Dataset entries
********************
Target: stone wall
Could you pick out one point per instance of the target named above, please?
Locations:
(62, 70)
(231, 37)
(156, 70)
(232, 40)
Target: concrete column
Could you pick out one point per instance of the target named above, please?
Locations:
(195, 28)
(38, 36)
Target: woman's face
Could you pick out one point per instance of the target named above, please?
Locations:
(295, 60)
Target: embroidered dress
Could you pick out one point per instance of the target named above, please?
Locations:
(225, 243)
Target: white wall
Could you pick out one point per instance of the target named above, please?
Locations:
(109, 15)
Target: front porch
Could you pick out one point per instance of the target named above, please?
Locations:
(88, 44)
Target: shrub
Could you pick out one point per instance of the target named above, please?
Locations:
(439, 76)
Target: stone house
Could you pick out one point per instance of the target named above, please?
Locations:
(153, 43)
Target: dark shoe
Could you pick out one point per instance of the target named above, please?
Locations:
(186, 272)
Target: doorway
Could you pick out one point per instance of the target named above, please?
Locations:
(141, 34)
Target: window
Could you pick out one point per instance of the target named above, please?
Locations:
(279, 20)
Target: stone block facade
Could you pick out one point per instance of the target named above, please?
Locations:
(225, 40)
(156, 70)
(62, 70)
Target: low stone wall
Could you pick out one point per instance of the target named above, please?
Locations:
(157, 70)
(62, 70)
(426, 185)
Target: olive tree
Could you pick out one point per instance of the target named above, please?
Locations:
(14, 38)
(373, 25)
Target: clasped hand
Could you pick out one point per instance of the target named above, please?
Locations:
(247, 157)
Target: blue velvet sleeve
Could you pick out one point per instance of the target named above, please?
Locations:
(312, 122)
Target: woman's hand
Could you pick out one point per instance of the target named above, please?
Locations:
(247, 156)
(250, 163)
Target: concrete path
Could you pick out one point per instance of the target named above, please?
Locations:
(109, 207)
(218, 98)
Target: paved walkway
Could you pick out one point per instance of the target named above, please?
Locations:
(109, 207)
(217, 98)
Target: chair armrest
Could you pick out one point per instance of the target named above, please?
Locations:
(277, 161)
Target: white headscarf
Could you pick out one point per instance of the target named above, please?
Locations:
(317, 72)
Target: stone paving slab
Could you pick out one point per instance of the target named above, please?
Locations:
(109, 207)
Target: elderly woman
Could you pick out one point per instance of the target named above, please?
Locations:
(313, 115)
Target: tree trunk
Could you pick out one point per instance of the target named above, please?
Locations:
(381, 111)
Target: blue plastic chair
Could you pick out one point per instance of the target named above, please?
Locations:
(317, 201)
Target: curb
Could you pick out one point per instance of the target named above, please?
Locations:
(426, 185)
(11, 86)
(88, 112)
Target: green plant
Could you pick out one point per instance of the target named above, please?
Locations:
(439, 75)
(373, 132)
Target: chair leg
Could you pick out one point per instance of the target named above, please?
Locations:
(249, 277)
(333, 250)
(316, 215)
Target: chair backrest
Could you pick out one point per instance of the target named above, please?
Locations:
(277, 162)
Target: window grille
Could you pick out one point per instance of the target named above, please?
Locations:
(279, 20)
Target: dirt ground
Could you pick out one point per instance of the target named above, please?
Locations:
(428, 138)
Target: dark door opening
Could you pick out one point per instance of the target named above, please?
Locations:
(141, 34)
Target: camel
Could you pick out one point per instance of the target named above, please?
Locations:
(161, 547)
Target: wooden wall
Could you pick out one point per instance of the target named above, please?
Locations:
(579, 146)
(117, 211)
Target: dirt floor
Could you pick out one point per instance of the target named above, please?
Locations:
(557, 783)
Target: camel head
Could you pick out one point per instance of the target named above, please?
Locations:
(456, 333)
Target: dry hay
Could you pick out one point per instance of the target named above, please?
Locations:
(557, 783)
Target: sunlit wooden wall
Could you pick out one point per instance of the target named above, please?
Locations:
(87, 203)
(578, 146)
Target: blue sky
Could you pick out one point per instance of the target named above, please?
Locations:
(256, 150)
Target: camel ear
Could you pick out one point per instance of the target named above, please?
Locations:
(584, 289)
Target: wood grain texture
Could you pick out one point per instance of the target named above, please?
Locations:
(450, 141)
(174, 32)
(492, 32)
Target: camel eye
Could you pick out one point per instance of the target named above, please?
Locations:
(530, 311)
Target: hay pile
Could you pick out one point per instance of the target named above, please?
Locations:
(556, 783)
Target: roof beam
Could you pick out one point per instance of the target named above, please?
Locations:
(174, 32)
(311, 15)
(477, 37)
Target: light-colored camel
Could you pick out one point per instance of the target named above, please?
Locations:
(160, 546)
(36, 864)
********************
» **Exercise goal**: Go through the entries above and reproduce each one exactly.

» **Solved exercise**:
Target: stone wall
Could you pick out one point per instance of the target named above, please?
Locations:
(62, 70)
(231, 37)
(156, 70)
(232, 40)
Target: concrete column
Could you pick out one point per instance of the target named above, please?
Locations:
(195, 28)
(38, 36)
Target: woman's face
Could you pick out one point per instance of the target named above, please?
Locations:
(295, 60)
Target: embroidered dress
Could you pick out one point per instance of the target named above, please?
Locations:
(225, 243)
Target: white wall
Could you pick out one point per instance of the target named above, please?
Locations:
(109, 15)
Target: front porch
Could you pick out one point per instance of the target named above, please?
Locations:
(88, 44)
Target: shrub
Could you pick out one point per instance of the target named above, please?
Locations:
(439, 76)
Target: stone house
Could you pick out one point per instance of the target named above, please?
Locations:
(153, 43)
Target: dark shoe
Could you pick out one point per instance of the target named above, please?
Locations:
(186, 272)
Target: doorway
Could you pick out one point per instance of the target named above, please?
Locations:
(141, 34)
Target: window
Could you pick out one point per instance of the target named above, please?
Locations:
(279, 20)
Target: stone block facade
Could you pick out one point per instance of the target named above, please?
Locations:
(225, 40)
(156, 70)
(62, 70)
Target: low stone wall
Could you pick out one point per instance of the target named above, please?
Locations:
(157, 70)
(62, 70)
(426, 185)
Target: olive tree
Could you pick out one point per instance of the target named above, please?
Locations:
(14, 38)
(373, 25)
Target: clasped hand
Could you pick out one point per instance of the target named above, please?
Locations:
(247, 157)
Target: blue velvet sleeve
Could you pick out one point per instance of the target named above, please?
Locations:
(312, 122)
Target: woman's hand
Could you pick out one point per instance of the target named above, please?
Locations:
(247, 156)
(250, 163)
Target: concrete path
Could you pick out one point per instance of the target named above, please?
Locations:
(109, 207)
(218, 98)
Target: paved walkway
Could you pick out one point per instance of the target named above, please?
Locations:
(109, 207)
(217, 98)
Target: chair armrest
Could you pick out one point per instance of the target named above, please?
Locations:
(277, 161)
Target: white headscarf
Could you pick out one point per instance of the target named above, please?
Locations:
(317, 72)
Target: stone paving slab
Could you pick out one point per instance of the target named above, please?
Locations:
(109, 207)
Target: elderly woman
Could you pick out one point per instance of the target named above, please?
Locations:
(313, 115)
Target: tree trunk
Could you pick out one point per instance of the target named above, please?
Locations:
(381, 111)
Target: blue plastic chair
Could you pick out one point per instance of the target named above, please?
Locations:
(317, 201)
Target: curb
Could you pick out one point per instance of the target named above, please?
Locations:
(426, 185)
(11, 86)
(88, 112)
Target: green plant
Could you pick out one point per instance of the target named above, please?
Locations:
(439, 75)
(373, 132)
Target: chair leg
Could you pick out one point per instance of the target named above, please?
Locations:
(249, 277)
(333, 250)
(316, 215)
Target: chair backrest
Could you pick out one point per instance of the target named above, please?
Locations:
(277, 162)
Target: window grille
Could you pick out one point per instance of the target named above, please?
Locations:
(279, 20)
Target: dirt ground
Could you pick out one point per instance of the target named above, please?
Locations:
(428, 138)
Target: dark door opening
Could you pick out one point per instance of the target named above, please?
Locations:
(141, 34)
Target: camel
Could you pick out one point per instance of the target named above, please?
Locations:
(161, 547)
Target: wooden wall
Could you pick out one point per instance of the target named above, please?
Locations:
(579, 146)
(117, 211)
Target: dirt floor
Could you pick out one point per instance of the target named above, please?
Locations:
(557, 783)
Target: camel head
Could you pick out one point per instance of the target named above, please?
Locations:
(456, 333)
Target: dry hay
Could you pick out one point per instance of the target named above, please?
Locations:
(557, 783)
Target: sunlit wooden wall
Could you pick out one point per instance of the target named above, please?
Locations:
(87, 203)
(578, 146)
Target: blue sky
Could you pick out one point per instance of the target named above, please?
Locations:
(256, 150)
Target: camel ear
Could you pick out one point per instance of the target named above, please?
Locations:
(584, 289)
Target: wood grain texture
Could you pick out one point per instance of the target named above, please?
Locations:
(450, 141)
(174, 32)
(492, 32)
Target: camel eye
Could you pick out one point per instance of the target named above, please?
Locations:
(530, 311)
Target: hay pile
Could you pick out one point per instance of the target named above, please?
Locations:
(556, 783)
Target: roof beam
Could you pick out one point per instance of the target named above, please?
Locations:
(174, 32)
(311, 15)
(477, 37)
Target: light-colored camel
Could you pick out one point per instance of the target named above, please?
Locations:
(160, 546)
(36, 864)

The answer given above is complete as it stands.